◆ **Passage given**:

[Peace-discuss] tree-spiking, population control, guilt by association

Ricky Baldwin baldwinricky at yahoo.com
Mon Feb 6 22:36:28 CST 2006


Folks,

This exchange began after a newcomer at a recent AWARE
meeting proposed a working group on “population
control”.  The tradition of AWARE has been that if
someone has an idea for a project, they may solicit
input but they do not need the permission of others in
the group or consensus to proceed.  If they find
others who will work with them, they can make their
own decisions.  In the case that nobody “bites”,
however, the idea dies.  It appears that the
population control idea may meet exactly that fate, as
the idea seems to find no takers but has met a great
deal of consternation.

I think I expressed my opinion on that subject at the
meeting this Sunday.  But basically I believe the big
question on “population control” is who is it in
control.  If people want access to information or
services to help them to have smaller families, or
form farmer cooperatives, or whatever, that’s one
thing.  If a group of people wants to tell another
group of people they have to have less - or more -
children than they want, that’s quite another.  I may
say more about that in a separate post (and you may
pray that I don’t, but I still may, ‘cause I can be
difficult like that).

But along the way, a number of comments were made to
the effect that birth control and/or population
control advocates are not to be trusted because they
just want to get rid of poor people, and the proof is
in their history and associations: Social Darwinism,
Earth First!, etc.  If I’m mischaracterizing the
arguments, please correct me.  I don’t find such
proofs too convincing, usually, so it’s possible that
I’m overstating my case.  In general if I were
persuaded to disavow causes based on history and
associations I could certainly never be anti-war or an
anti-imperialist.  Outspoken advocates of these ideas
have held some pretty heinous notions alongside their
anti-war or anti-imperialist ideas, after all.  

For example, several leaders of the anti-imperialist
movement opposing the Spanish-American War and later
against the suppression of Filipino rebels (US troops
“freed” the Philippines from Spain and then decided
not to leave) were also virulently anti-immigrant.

◆ **Complete the following**:
a - Retype the stretch of the mailing-list post on population control from "But along the" through "ideas, after all." word for word.
b - Convert the stretch of the records from the line containing "the white baby" through the end of the records into a JSON list of strings, one per line, leaving out blank lines.

◆ **Excerpted records**:
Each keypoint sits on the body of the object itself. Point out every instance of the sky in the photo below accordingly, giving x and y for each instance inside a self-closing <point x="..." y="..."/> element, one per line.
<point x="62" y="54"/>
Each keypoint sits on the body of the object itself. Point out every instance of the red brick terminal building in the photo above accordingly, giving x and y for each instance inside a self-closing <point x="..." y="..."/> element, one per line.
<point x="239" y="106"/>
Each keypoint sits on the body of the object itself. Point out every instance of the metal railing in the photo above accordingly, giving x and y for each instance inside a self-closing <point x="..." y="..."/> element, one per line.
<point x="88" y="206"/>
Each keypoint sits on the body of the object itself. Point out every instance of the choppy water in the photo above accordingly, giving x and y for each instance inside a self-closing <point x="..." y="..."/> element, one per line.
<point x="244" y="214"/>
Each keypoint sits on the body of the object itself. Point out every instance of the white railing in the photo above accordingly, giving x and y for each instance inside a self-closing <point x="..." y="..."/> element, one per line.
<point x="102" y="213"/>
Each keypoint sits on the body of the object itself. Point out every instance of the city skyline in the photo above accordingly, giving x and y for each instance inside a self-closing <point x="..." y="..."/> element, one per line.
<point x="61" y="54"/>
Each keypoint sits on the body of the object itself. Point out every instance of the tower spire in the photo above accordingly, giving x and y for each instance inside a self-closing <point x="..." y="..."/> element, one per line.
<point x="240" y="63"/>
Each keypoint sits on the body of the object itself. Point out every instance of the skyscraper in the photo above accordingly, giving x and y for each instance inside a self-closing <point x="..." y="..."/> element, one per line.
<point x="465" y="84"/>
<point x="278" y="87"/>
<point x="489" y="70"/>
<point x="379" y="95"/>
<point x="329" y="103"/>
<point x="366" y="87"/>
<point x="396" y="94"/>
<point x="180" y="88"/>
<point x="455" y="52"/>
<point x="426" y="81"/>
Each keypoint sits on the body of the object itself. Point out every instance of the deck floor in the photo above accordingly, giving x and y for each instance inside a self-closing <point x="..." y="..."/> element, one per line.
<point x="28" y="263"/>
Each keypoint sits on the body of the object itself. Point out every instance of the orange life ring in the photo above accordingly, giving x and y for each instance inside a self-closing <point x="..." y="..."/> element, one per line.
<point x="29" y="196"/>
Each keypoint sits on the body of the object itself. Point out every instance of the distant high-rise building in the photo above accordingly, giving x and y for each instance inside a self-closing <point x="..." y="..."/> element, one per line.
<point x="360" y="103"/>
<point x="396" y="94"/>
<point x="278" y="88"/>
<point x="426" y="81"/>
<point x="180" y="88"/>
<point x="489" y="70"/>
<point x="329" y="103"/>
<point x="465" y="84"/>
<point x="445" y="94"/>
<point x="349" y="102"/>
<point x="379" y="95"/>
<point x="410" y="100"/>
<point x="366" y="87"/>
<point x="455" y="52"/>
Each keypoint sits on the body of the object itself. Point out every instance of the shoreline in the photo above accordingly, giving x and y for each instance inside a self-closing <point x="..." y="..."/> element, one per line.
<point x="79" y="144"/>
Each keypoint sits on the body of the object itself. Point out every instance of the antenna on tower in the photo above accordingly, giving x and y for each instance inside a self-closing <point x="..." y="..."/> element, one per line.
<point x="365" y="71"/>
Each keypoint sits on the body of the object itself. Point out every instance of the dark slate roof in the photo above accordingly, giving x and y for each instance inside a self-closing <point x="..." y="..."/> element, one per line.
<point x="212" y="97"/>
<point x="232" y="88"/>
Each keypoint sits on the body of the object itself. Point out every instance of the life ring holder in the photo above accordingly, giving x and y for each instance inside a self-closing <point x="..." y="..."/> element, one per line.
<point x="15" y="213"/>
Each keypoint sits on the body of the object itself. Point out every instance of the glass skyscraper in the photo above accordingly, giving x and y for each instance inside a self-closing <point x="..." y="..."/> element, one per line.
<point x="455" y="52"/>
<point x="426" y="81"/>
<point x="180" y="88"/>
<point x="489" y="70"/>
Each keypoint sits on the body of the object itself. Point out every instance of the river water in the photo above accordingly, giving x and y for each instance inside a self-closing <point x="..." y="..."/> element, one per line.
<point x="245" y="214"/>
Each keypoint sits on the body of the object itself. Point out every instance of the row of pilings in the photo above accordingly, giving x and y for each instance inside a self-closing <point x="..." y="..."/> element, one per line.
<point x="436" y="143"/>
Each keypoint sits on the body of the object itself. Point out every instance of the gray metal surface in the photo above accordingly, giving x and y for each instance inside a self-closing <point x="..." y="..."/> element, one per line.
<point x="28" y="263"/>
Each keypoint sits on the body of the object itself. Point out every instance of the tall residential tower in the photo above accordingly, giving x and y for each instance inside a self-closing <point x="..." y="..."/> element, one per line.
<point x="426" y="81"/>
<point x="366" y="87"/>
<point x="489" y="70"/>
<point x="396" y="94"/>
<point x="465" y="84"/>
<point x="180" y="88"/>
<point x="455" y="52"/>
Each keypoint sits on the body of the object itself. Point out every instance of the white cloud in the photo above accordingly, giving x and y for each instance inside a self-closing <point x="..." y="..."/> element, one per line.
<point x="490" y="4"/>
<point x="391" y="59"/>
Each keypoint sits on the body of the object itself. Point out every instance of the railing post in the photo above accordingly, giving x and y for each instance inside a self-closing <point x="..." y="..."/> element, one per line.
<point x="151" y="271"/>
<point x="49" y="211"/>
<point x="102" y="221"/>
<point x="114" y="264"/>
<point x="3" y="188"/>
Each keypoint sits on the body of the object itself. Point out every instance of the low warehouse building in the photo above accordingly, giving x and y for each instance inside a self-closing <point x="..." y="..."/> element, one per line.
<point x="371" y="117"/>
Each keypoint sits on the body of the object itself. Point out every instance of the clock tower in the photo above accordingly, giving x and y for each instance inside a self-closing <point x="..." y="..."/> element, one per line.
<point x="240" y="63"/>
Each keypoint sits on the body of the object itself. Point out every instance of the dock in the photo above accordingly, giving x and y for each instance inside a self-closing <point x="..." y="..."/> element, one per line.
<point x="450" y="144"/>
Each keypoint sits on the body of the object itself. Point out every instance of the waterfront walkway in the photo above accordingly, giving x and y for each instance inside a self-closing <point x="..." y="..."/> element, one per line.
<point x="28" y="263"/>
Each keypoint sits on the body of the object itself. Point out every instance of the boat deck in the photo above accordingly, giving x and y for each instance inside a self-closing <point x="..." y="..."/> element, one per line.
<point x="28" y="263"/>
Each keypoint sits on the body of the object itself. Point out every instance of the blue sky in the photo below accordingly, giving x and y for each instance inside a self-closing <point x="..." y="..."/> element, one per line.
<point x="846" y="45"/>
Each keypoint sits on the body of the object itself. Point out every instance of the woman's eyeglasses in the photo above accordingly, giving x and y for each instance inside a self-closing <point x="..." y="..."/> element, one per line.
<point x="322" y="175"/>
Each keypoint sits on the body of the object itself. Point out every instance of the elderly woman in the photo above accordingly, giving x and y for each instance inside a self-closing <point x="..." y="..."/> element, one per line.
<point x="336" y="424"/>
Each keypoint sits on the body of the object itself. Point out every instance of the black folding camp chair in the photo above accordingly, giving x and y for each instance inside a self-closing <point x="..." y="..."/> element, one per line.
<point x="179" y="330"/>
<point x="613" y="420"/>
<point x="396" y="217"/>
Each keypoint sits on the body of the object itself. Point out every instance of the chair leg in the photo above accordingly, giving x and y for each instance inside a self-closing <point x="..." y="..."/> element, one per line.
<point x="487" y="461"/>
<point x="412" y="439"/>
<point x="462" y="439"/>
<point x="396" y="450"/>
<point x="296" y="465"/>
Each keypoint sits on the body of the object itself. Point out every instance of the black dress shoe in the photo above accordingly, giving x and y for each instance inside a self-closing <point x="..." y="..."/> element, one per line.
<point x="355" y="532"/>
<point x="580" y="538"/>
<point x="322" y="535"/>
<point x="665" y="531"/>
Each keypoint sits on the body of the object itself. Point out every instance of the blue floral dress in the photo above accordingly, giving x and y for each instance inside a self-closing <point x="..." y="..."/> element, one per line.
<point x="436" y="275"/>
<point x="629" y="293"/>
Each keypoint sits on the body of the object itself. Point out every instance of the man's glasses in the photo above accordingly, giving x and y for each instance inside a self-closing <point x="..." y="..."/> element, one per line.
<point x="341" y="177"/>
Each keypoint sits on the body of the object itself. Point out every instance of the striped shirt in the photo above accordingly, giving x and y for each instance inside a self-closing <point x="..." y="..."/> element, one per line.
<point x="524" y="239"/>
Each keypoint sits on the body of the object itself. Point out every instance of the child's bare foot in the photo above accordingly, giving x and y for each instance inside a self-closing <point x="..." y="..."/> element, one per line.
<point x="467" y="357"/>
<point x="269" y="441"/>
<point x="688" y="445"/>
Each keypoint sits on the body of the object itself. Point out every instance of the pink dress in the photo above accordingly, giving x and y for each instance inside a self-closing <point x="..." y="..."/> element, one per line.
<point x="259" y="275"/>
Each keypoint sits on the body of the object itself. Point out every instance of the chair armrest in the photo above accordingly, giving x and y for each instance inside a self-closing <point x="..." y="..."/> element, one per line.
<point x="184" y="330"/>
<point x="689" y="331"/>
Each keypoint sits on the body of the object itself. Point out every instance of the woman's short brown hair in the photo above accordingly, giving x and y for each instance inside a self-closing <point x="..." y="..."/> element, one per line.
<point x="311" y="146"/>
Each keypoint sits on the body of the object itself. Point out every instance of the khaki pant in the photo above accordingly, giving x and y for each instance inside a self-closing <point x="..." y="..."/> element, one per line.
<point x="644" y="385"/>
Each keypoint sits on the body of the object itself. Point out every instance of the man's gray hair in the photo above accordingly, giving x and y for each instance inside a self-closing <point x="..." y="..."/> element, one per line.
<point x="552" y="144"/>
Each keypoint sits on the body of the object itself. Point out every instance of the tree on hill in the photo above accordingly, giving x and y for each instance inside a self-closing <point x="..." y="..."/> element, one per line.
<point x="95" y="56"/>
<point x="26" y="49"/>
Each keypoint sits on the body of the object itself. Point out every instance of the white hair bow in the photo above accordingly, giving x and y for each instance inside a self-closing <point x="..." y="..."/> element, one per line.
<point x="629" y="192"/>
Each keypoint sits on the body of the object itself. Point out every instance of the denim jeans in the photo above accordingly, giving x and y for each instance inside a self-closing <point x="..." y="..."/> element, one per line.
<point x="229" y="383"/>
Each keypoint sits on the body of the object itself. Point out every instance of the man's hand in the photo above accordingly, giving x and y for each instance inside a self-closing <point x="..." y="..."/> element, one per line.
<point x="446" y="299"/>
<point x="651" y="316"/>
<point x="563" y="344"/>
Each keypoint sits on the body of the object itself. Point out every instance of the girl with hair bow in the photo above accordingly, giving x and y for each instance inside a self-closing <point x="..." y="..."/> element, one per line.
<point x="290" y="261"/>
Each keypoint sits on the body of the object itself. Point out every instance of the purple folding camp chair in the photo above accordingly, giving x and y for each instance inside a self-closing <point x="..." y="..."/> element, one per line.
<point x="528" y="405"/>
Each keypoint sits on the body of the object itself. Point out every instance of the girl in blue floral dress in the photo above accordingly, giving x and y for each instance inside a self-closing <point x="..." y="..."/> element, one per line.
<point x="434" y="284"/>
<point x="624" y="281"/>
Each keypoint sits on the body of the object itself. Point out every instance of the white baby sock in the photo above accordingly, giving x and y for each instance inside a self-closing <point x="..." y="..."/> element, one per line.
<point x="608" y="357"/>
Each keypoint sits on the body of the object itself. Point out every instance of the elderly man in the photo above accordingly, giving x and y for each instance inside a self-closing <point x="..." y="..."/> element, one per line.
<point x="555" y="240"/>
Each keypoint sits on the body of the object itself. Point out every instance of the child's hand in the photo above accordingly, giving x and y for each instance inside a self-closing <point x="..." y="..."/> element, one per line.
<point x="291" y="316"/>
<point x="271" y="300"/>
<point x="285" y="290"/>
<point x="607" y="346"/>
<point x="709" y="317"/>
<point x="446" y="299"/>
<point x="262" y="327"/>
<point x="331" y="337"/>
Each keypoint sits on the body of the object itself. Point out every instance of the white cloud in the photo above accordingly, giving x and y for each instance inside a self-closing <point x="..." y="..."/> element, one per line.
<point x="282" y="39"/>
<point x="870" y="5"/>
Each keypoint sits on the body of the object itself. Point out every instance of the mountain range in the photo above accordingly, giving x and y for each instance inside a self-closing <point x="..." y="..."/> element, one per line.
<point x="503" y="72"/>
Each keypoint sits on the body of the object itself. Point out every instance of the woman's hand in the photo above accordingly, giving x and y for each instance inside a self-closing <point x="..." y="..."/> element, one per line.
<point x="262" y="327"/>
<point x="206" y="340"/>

◆ **Full solutions**:
a -
But along the way, a number of comments were made to
the effect that birth control and/or population
control advocates are not to be trusted because they
just want to get rid of poor people, and the proof is
in their history and associations: Social Darwinism,
Earth First!, etc.  If I’m mischaracterizing the
arguments, please correct me.  I don’t find such
proofs too convincing, usually, so it’s possible that
I’m overstating my case.  In general if I were
persuaded to disavow causes based on history and
associations I could certainly never be anti-war or an
anti-imperialist.  Outspoken advocates of these ideas
have held some pretty heinous notions alongside their
anti-war or anti-imperialist ideas, after all.

b -
[
  "Each keypoint sits on the body of the object itself. Point out every instance of the white baby sock in the photo above accordingly, giving x and y for each instance inside a self-closing <point x=\"...\" y=\"...\"/> element, one per line.",
  "<point x=\"608\" y=\"357\"/>",
  "Each keypoint sits on the body of the object itself. Point out every instance of the elderly man in the photo above accordingly, giving x and y for each instance inside a self-closing <point x=\"...\" y=\"...\"/> element, one per line.",
  "<point x=\"555\" y=\"240\"/>",
  "Each keypoint sits on the body of the object itself. Point out every instance of the child's hand in the photo above accordingly, giving x and y for each instance inside a self-closing <point x=\"...\" y=\"...\"/> element, one per line.",
  "<point x=\"291\" y=\"316\"/>",
  "<point x=\"271\" y=\"300\"/>",
  "<point x=\"285\" y=\"290\"/>",
  "<point x=\"607\" y=\"346\"/>",
  "<point x=\"709\" y=\"317\"/>",
  "<point x=\"446\" y=\"299\"/>",
  "<point x=\"262\" y=\"327\"/>",
  "<point x=\"331\" y=\"337\"/>",
  "Each keypoint sits on the body of the object itself. Point out every instance of the white cloud in the photo above accordingly, giving x and y for each instance inside a self-closing <point x=\"...\" y=\"...\"/> element, one per line.",
  "<point x=\"282\" y=\"39\"/>",
  "<point x=\"870\" y=\"5\"/>",
  "Each keypoint sits on the body of the object itself. Point out every instance of the mountain range in the photo above accordingly, giving x and y for each instance inside a self-closing <point x=\"...\" y=\"...\"/> element, one per line.",
  "<point x=\"503\" y=\"72\"/>",
  "Each keypoint sits on the body of the object itself. Point out every instance of the woman's hand in the photo above accordingly, giving x and y for each instance inside a self-closing <point x=\"...\" y=\"...\"/> element, one per line.",
  "<point x=\"262\" y=\"327\"/>",
  "<point x=\"206\" y=\"340\"/>"
]